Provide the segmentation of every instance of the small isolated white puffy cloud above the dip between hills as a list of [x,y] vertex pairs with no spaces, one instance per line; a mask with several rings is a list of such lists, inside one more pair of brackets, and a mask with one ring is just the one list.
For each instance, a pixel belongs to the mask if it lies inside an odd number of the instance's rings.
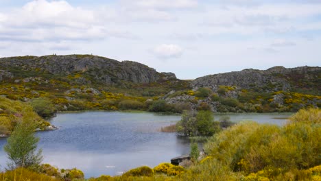
[[155,47],[152,52],[158,58],[179,58],[182,56],[183,49],[178,45],[162,44]]

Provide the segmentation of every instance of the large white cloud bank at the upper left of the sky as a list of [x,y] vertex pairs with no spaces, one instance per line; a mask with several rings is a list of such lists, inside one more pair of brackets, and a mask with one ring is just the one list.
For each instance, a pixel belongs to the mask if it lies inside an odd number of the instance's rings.
[[115,12],[73,7],[67,1],[31,1],[0,14],[0,40],[60,41],[136,38],[126,29],[108,25]]

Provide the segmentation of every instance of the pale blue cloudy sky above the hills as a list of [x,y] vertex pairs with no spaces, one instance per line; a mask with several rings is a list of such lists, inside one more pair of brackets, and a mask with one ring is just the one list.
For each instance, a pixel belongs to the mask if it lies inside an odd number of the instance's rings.
[[0,0],[0,57],[132,60],[180,79],[321,66],[321,0]]

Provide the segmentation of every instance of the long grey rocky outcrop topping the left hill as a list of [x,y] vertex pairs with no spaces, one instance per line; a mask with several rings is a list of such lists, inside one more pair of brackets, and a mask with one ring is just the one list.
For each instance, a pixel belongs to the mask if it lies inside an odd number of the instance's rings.
[[[156,82],[164,77],[163,74],[158,73],[155,69],[138,62],[119,62],[117,60],[91,55],[0,58],[0,69],[6,70],[7,72],[10,71],[10,69],[21,70],[19,76],[23,76],[23,71],[28,73],[34,72],[36,75],[41,73],[59,76],[75,73],[86,75],[75,79],[75,82],[79,84],[88,84],[91,83],[91,81],[101,82],[103,84],[119,84],[121,81],[150,83]],[[0,71],[0,80],[3,79],[3,72],[5,71]],[[170,76],[175,77],[173,74]]]

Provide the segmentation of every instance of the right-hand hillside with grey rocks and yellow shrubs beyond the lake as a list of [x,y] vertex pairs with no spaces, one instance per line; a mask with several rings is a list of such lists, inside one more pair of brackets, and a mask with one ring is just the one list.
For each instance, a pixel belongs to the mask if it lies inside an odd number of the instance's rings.
[[320,107],[321,67],[245,69],[199,77],[191,87],[162,99],[213,112],[296,112]]

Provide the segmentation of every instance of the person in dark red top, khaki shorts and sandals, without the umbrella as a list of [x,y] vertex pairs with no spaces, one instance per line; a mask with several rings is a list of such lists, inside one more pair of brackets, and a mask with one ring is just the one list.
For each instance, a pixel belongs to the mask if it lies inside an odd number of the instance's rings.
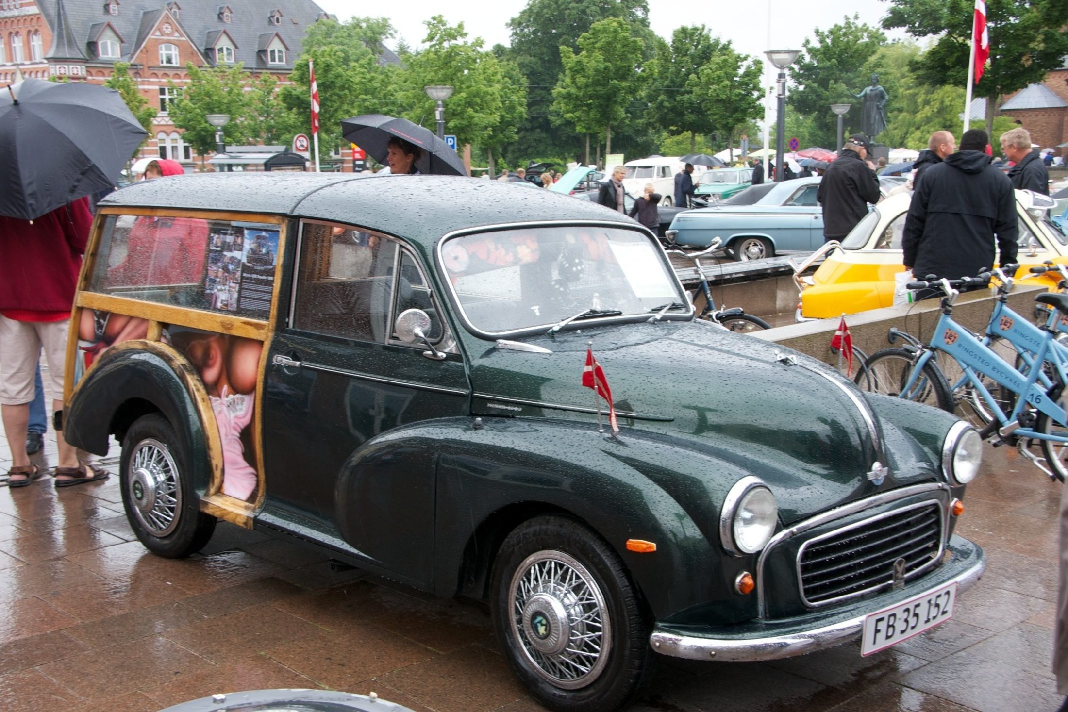
[[[36,220],[0,216],[0,411],[13,466],[7,485],[26,487],[42,475],[26,453],[33,376],[44,349],[52,407],[63,409],[63,374],[70,307],[93,216],[80,199]],[[104,479],[78,463],[77,450],[57,428],[56,486]]]

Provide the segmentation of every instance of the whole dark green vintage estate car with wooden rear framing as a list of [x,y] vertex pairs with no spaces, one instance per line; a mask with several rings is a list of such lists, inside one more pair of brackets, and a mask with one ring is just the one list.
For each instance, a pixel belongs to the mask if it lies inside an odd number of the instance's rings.
[[223,519],[487,601],[556,710],[625,706],[658,653],[875,652],[983,572],[953,534],[973,429],[695,320],[619,213],[314,174],[163,178],[100,206],[65,433],[122,442],[126,511],[161,555]]

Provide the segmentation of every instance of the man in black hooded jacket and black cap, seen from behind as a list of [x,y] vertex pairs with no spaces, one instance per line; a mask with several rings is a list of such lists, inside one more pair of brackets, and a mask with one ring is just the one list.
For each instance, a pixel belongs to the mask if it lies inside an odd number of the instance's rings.
[[[1016,196],[990,163],[987,141],[986,131],[965,131],[960,151],[927,169],[912,193],[901,247],[905,268],[917,280],[958,280],[992,268],[995,240],[999,264],[1016,262]],[[917,296],[941,294],[925,289]]]

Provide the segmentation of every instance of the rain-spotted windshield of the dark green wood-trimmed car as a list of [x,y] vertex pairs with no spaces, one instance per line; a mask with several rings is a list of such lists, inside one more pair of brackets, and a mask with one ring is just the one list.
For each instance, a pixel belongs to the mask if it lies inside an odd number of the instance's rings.
[[461,235],[441,246],[464,316],[491,335],[545,331],[583,310],[646,315],[688,303],[661,255],[647,235],[598,225]]

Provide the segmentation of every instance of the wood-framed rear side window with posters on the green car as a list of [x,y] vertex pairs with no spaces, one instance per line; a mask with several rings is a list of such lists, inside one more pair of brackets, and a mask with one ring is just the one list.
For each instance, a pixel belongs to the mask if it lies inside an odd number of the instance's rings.
[[277,224],[108,217],[89,290],[266,319],[278,247]]

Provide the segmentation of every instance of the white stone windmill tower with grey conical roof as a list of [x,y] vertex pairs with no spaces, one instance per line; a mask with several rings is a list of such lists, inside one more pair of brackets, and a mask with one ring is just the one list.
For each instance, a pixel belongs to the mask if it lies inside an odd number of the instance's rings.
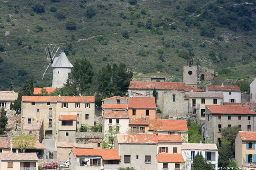
[[71,68],[73,67],[63,50],[59,57],[54,59],[52,67],[52,88],[61,88],[66,83],[68,79],[68,73],[71,72]]

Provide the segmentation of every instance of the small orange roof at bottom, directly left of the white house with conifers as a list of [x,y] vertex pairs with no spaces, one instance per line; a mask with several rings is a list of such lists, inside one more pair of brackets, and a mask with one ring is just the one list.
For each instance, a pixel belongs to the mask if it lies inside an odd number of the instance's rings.
[[157,155],[157,162],[182,163],[184,162],[184,159],[182,157],[182,154],[159,153]]

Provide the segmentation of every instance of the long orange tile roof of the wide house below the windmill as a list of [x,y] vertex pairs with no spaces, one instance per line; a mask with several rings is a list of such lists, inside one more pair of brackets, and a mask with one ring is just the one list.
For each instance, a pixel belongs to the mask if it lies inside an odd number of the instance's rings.
[[25,102],[77,102],[91,103],[94,102],[94,96],[22,96]]

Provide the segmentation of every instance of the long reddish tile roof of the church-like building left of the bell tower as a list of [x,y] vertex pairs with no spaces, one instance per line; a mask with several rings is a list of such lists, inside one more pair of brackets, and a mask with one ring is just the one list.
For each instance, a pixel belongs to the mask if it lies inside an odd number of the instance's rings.
[[130,82],[129,89],[184,90],[182,82]]

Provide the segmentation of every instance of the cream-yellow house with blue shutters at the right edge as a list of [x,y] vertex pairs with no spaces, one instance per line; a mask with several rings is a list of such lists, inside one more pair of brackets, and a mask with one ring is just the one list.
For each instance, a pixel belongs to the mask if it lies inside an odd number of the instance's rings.
[[256,132],[239,131],[235,139],[237,165],[246,170],[256,168]]

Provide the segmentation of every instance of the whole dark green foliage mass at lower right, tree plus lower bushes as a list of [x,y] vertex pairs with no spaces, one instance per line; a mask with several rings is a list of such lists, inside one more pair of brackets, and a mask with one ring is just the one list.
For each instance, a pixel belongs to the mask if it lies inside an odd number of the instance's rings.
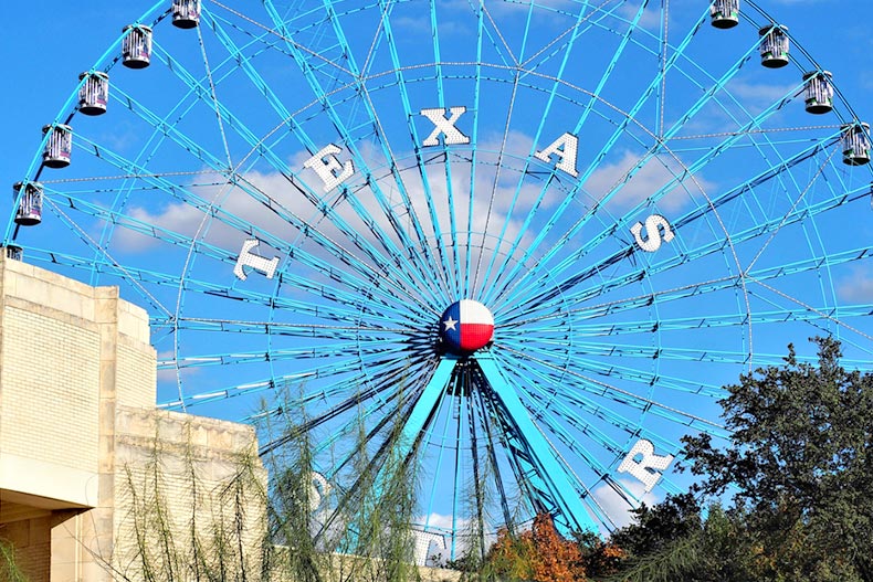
------------------------------------------------
Assignment: Gather up every line in the data above that contains the word "tower", copying each one.

Answer section:
Provide the segmentation of every instance of the white stone windmill tower with grey conical roof as a list of [x,y] vertex pairs with no spaces, one instance per line; a mask with several rings is a list of such lists, inside one more pair of brackets, and a mask with one ring is just the one list.
Provide the segmentation of every instance of the long reddish tile roof of the church-like building left of the bell tower as a list of [x,y] vertex pairs with no spaces, one instance per line; a mask with several rings is a list of such lists, inside one more pair of brackets, and a mask with one ring is just the one list.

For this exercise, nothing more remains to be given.